[Sus instrucciones] Copie de forma literal la parte del fragmento del documento sobre la labor jesuita en Baja California que comienza en "Con un aspecto" y termina en "país y viceversa.".

[Fragmento del documento]
--

Con un aspecto “generalmente desagradable y hórrido”, como aseguró el padre Francisco Xavier Clavijero en su obra póstuma Historia de la Antigua o Baja California, la península de Baja California fue el escenario donde, a lo largo de 70 años, los jesuitas llevaron a cabo una de las conquistas evangélicas más arduas que se hayan realizado en la historia de la cristiandad. Se enfrentaron, en primer lugar, con una región casi totalmente aislada del resto del Nuevo Mundo y con condiciones extremadamente áridas e inclementes, a lo cual se añadía el muy exiguo desarrollo sociocultural de los californios, quienes permanecieron en lo que Miguel León Portilla denominó como un “paleolítico fosilizado” y que, según lo que ha sido constatado por las evidencias antropológicas, no tuvieron ningún contacto o noticia de las grandes civilizaciones prehispánicas del centro del país y viceversa.

--

[Listado proporcionado]
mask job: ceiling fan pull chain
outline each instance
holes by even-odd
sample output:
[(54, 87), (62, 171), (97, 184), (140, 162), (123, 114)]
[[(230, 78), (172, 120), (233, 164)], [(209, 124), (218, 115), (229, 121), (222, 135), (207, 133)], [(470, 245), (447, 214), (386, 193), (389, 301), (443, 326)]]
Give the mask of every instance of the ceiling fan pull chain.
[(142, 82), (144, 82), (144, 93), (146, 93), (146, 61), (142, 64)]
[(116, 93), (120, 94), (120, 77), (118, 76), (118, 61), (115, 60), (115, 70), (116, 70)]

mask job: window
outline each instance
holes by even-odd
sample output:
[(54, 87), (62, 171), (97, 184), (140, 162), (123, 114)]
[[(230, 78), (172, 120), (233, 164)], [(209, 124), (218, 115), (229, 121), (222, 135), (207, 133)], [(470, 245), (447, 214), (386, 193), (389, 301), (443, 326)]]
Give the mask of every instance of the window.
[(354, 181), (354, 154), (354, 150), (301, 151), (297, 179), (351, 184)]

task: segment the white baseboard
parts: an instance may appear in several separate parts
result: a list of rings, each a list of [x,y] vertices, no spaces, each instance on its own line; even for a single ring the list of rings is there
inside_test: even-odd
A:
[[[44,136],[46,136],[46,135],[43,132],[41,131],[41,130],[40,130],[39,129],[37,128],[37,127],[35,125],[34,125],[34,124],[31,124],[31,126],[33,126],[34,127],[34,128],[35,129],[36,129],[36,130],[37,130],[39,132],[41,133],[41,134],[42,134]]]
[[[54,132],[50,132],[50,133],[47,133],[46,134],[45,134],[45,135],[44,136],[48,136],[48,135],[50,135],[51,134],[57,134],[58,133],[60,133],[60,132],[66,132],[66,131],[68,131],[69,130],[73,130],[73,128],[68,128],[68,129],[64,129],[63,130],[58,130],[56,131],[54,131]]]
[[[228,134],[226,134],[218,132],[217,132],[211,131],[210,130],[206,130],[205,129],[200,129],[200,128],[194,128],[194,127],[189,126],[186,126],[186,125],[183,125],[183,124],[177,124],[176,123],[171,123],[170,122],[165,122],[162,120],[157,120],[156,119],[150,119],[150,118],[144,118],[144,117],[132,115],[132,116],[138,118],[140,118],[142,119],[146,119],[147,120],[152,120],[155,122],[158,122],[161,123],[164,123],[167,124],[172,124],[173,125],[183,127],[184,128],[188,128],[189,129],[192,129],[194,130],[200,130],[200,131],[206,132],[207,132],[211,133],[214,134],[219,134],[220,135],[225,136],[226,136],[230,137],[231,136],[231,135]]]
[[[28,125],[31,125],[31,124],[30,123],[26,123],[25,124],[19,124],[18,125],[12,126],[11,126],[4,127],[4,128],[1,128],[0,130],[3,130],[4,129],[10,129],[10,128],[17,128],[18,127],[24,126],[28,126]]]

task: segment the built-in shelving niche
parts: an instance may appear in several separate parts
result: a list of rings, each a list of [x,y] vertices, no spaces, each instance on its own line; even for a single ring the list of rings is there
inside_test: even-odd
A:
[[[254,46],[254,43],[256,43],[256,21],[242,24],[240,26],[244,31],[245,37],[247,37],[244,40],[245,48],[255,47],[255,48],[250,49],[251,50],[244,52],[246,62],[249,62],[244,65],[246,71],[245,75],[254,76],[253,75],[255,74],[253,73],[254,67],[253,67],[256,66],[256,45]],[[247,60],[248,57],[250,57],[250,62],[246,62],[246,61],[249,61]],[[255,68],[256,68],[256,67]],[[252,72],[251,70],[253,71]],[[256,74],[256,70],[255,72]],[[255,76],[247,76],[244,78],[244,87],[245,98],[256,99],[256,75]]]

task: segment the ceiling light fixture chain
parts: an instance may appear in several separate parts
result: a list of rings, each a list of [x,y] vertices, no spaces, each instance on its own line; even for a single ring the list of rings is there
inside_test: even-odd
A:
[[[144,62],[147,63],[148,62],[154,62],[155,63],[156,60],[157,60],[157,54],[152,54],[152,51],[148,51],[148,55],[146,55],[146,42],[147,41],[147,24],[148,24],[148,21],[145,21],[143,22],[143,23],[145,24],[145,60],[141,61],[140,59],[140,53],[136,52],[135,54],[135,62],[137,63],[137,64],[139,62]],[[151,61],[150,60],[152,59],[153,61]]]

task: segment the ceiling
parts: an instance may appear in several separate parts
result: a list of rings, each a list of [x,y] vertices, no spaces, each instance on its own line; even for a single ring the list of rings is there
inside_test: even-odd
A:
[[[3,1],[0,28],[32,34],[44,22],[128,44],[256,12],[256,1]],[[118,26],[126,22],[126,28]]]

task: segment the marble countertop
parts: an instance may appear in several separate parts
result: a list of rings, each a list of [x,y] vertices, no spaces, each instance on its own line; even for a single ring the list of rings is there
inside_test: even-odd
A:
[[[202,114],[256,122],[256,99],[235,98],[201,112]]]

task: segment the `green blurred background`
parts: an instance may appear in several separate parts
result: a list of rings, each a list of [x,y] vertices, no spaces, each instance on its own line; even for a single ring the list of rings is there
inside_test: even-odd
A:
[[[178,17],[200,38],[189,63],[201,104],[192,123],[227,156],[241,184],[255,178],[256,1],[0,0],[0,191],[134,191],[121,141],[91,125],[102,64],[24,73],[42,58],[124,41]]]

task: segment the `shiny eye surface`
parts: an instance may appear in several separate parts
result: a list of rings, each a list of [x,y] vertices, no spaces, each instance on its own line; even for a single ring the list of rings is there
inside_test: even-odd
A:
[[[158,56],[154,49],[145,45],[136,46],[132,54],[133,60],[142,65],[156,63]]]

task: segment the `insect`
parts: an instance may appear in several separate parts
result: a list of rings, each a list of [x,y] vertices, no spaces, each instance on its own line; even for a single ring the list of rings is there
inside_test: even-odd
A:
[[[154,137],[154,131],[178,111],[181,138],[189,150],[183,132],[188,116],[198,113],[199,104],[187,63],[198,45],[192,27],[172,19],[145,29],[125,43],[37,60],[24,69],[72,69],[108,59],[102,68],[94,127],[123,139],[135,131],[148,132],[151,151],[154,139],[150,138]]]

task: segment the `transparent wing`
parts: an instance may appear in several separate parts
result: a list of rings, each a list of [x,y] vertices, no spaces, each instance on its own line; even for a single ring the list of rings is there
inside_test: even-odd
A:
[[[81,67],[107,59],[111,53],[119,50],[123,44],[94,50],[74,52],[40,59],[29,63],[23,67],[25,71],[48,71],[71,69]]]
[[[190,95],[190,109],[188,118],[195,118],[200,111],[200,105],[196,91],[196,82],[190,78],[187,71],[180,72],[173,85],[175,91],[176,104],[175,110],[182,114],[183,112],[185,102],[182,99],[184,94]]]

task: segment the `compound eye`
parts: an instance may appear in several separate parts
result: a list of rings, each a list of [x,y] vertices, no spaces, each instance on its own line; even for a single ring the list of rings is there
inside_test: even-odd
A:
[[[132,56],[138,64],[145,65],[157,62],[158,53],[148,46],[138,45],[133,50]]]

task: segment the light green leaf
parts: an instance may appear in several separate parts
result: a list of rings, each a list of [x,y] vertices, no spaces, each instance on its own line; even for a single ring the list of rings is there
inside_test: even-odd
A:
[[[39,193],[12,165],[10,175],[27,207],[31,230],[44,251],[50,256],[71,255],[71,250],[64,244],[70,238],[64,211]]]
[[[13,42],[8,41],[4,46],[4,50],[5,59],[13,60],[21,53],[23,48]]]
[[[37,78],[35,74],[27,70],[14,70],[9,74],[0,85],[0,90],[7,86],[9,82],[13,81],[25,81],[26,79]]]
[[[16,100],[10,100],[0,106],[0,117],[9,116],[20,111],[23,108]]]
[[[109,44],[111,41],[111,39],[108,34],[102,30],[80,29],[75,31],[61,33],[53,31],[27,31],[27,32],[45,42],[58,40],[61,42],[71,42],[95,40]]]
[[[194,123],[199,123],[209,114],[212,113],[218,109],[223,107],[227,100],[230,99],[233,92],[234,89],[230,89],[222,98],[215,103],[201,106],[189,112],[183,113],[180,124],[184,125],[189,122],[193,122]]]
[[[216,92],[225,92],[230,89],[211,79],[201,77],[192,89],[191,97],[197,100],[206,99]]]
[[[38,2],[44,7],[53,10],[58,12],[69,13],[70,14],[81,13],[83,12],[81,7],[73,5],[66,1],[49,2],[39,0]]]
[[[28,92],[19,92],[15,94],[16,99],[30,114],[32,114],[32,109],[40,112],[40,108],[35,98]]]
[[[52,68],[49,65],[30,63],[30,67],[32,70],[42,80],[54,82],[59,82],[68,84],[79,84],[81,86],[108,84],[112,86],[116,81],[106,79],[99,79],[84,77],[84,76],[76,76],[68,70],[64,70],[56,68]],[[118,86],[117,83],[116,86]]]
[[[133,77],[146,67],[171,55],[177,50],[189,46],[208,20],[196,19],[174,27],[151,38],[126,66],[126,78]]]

--

[Solución del problema]
Con un aspecto “generalmente desagradable y hórrido”, como aseguró el padre Francisco Xavier Clavijero en su obra póstuma Historia de la Antigua o Baja California, la península de Baja California fue el escenario donde, a lo largo de 70 años, los jesuitas llevaron a cabo una de las conquistas evangélicas más arduas que se hayan realizado en la historia de la cristiandad. Se enfrentaron, en primer lugar, con una región casi totalmente aislada del resto del Nuevo Mundo y con condiciones extremadamente áridas e inclementes, a lo cual se añadía el muy exiguo desarrollo sociocultural de los californios, quienes permanecieron en lo que Miguel León Portilla denominó como un “paleolítico fosilizado” y que, según lo que ha sido constatado por las evidencias antropológicas, no tuvieron ningún contacto o noticia de las grandes civilizaciones prehispánicas del centro del país y viceversa.